SOURCE EXCERPT

---*---

Prices were down for much of the session before turning higher in the last hour of trading.
The Dow Jones industrial average was up 40.89 at 9,204.11 just after 4 p.m. EDT.
The broader market was mixed. The Nasdaq composite index rose 18.58 to 1,671.30.
Analysts said investors' caution was to be expected given how they had been anxiously anticipating the release of third-quarter earnings, which began in earnest this past week. While investors were expecting even weaker results following the Sept. 11 terrorists attacks, they were hopeful companies would offer bullish statements about future business. So far, few companies have offered such optimism and the market has suffered for it.
``People are always hoping for more,'' said Ronald J. Hill, investment strategist at Brown Brothers Harriman & Co. in New York. ``But there's not a lot of reassurance there ... that we are through this.''
Wanting to hear that business is improving, investors on Friday sold off shares of companies that while beating earnings expectations for the past quarter warned of weaker results in the future.

---*---

PROVIDED DATA
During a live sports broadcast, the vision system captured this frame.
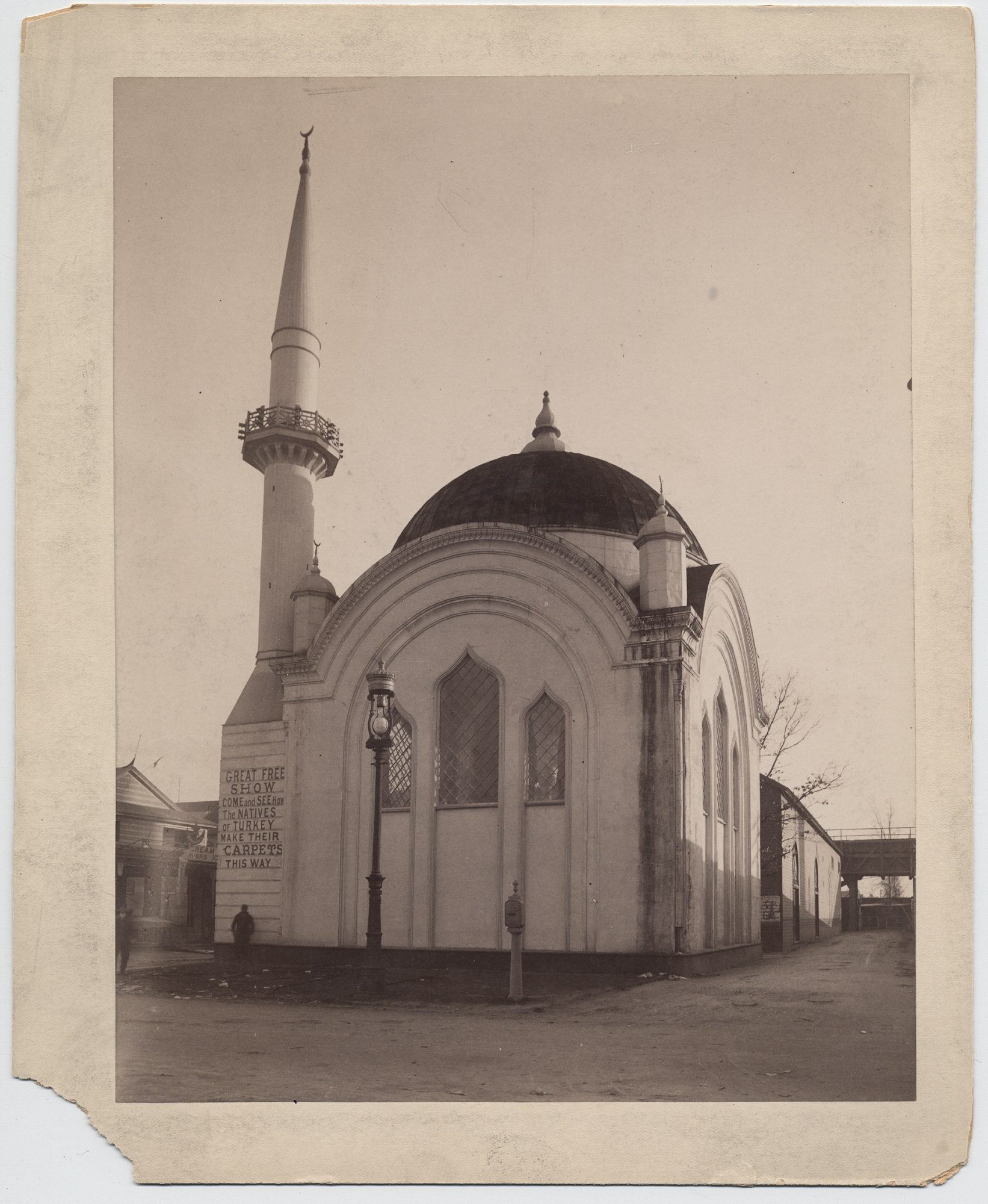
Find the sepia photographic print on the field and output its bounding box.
[13,0,968,1182]
[114,76,922,1102]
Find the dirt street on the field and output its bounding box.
[117,931,916,1103]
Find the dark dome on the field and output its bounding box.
[395,452,706,561]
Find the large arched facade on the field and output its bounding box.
[273,529,638,951]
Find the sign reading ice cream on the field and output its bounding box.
[218,765,285,869]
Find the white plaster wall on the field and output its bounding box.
[284,532,640,950]
[215,721,291,944]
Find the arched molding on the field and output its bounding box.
[272,524,638,683]
[698,565,769,722]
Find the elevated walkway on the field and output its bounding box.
[830,827,916,932]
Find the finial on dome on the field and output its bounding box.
[298,125,315,176]
[521,389,566,452]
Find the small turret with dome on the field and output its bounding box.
[291,539,338,653]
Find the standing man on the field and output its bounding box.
[117,908,134,974]
[230,903,254,961]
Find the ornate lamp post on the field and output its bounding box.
[367,661,395,990]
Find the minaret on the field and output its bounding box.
[241,130,343,665]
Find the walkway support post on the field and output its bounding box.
[847,878,860,932]
[504,883,525,1003]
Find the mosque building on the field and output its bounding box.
[215,137,765,973]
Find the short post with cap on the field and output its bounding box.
[504,881,525,1003]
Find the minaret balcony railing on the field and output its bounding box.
[239,406,343,459]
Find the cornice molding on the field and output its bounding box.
[271,523,639,681]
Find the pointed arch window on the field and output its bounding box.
[436,654,501,807]
[715,694,728,824]
[525,694,566,803]
[730,744,741,832]
[383,708,412,811]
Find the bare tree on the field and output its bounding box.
[759,665,847,804]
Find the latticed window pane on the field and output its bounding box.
[717,700,727,821]
[437,656,499,807]
[527,695,566,802]
[730,748,741,827]
[383,712,412,808]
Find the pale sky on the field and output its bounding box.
[114,76,915,827]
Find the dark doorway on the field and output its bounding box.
[793,849,799,944]
[188,866,215,942]
[814,861,820,937]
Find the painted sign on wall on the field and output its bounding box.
[217,765,285,869]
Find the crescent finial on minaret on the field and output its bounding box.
[298,125,315,171]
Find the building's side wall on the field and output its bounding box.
[215,720,286,944]
[797,816,841,944]
[761,779,785,954]
[686,569,762,952]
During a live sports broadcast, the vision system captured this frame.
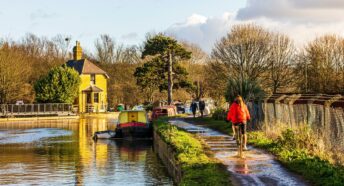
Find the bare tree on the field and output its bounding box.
[299,35,344,93]
[0,43,32,103]
[267,34,295,93]
[212,24,272,95]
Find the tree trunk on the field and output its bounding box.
[167,51,173,105]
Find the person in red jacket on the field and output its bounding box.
[227,96,251,150]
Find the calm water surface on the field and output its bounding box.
[0,118,172,185]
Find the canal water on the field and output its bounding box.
[0,117,173,185]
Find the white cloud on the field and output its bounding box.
[166,0,344,53]
[166,13,233,52]
[121,32,138,40]
[30,9,57,21]
[237,0,344,23]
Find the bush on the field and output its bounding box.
[211,108,226,120]
[154,118,230,186]
[249,129,344,185]
[226,78,265,102]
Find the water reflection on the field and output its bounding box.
[0,118,172,185]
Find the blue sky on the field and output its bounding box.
[0,0,245,50]
[0,0,344,53]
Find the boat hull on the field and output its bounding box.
[117,123,153,138]
[93,130,116,139]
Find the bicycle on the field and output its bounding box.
[235,123,245,158]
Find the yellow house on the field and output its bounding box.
[66,41,109,113]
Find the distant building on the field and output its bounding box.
[66,41,109,113]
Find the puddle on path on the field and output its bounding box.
[170,119,307,186]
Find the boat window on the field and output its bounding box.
[94,93,99,103]
[91,74,96,85]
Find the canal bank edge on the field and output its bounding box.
[153,118,232,186]
[186,118,344,186]
[0,112,119,122]
[0,116,80,122]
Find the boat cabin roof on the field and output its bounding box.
[118,110,148,123]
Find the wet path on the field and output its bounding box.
[170,120,307,186]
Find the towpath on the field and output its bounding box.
[170,119,308,186]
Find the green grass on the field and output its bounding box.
[154,118,231,186]
[187,118,344,186]
[248,129,344,186]
[185,117,233,135]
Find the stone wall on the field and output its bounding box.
[248,94,344,152]
[153,130,182,184]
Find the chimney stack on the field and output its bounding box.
[73,41,82,61]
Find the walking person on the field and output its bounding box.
[199,99,205,118]
[190,100,198,118]
[227,96,251,150]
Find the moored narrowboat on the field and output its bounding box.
[116,110,153,138]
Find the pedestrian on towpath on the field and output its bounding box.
[227,96,251,150]
[190,100,198,117]
[199,99,205,118]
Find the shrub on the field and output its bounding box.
[211,108,226,120]
[154,117,230,186]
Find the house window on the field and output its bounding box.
[94,93,99,103]
[91,74,96,85]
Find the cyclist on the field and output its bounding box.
[227,95,251,150]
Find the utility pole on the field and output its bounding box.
[167,50,173,105]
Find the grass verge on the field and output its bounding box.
[185,117,233,134]
[154,118,231,186]
[186,118,344,186]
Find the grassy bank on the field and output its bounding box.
[186,118,344,185]
[185,117,233,134]
[154,118,231,186]
[248,129,344,186]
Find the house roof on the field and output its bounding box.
[66,59,109,78]
[82,85,103,92]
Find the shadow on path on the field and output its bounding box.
[170,119,308,186]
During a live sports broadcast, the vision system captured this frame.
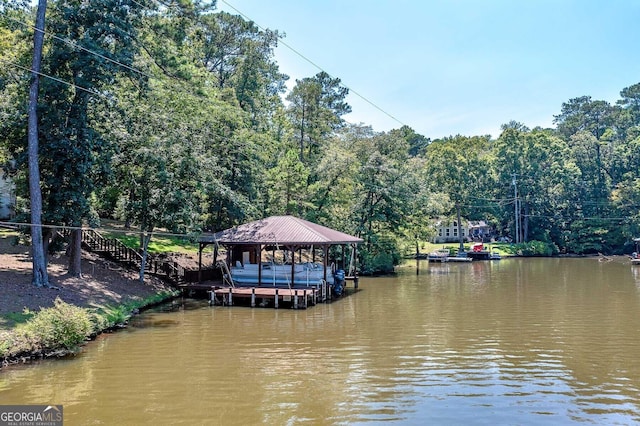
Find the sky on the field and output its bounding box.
[217,0,640,139]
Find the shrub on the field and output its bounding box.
[505,240,558,256]
[24,298,93,350]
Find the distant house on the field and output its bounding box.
[433,220,469,244]
[469,220,494,242]
[0,172,16,220]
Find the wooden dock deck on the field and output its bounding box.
[179,277,358,309]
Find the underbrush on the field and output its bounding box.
[0,291,178,363]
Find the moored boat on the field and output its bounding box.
[427,248,449,262]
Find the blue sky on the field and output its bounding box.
[218,0,640,139]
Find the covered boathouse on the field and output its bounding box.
[198,216,363,309]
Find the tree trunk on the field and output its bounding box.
[69,229,82,278]
[28,0,49,287]
[139,231,153,283]
[456,203,464,253]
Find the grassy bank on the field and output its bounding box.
[0,291,179,367]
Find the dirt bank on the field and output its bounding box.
[0,232,171,328]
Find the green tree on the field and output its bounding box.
[287,71,351,167]
[425,135,491,250]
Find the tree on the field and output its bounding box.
[266,150,309,215]
[28,0,49,287]
[553,96,613,140]
[287,71,351,167]
[195,12,287,125]
[425,135,490,251]
[32,0,142,276]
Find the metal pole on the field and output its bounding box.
[512,173,520,244]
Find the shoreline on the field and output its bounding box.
[0,289,182,371]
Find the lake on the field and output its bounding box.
[0,258,640,425]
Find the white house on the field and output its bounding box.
[0,172,16,219]
[433,220,469,244]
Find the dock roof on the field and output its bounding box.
[199,216,363,246]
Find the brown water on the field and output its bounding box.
[0,259,640,425]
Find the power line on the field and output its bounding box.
[220,0,406,130]
[0,221,203,238]
[8,15,153,78]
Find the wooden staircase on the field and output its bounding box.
[75,229,185,285]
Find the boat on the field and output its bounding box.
[447,251,473,262]
[427,248,449,262]
[631,238,640,265]
[467,243,491,260]
[229,261,344,287]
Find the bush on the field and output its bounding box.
[505,240,558,256]
[24,298,93,350]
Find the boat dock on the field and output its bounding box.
[179,277,358,309]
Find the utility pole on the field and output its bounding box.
[511,173,520,244]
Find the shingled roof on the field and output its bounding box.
[199,216,363,245]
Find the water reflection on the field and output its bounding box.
[0,259,640,424]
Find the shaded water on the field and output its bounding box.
[0,259,640,425]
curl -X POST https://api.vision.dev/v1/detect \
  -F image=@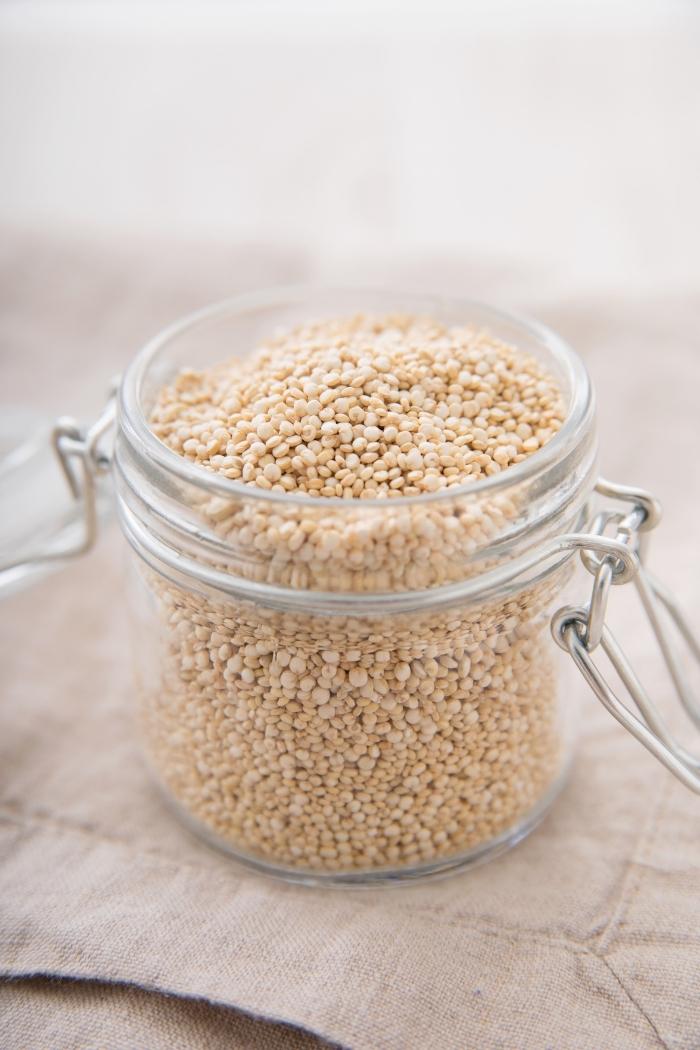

---*---

SHORT PROBLEM A
List every numerical figure the market report gives for the Dow Jones industrial average and the Nasdaq composite index.
SHORT PROBLEM B
Echo the entries from the line containing "Find the wooden staircase" through the final line of the entries, with both ends included. Leave the pictures out of your answer.

SOLUTION A
40.89, 9,204.11, 18.58, 1,671.30

SOLUTION B
Find the wooden staircase on the field and output its bounding box.
[75,229,185,285]
Find the boat on the field and output its bounding box.
[447,251,473,262]
[427,248,449,262]
[631,238,640,265]
[467,243,491,260]
[229,261,344,287]
Find the bush on the field and output its bounding box.
[505,240,558,256]
[24,298,93,350]
Find the boat dock on the field and output its bounding box.
[179,277,358,309]
Find the utility pole on the field and output its bounding box.
[511,173,520,244]
Find the shingled roof on the field and output its bounding box.
[199,216,363,245]
Find the water reflection on the field and output its bounding box.
[0,259,640,424]
Find the shaded water on the field and output its bounding box.
[0,259,640,425]
curl -X POST https://api.vision.dev/v1/detect \
  -F image=@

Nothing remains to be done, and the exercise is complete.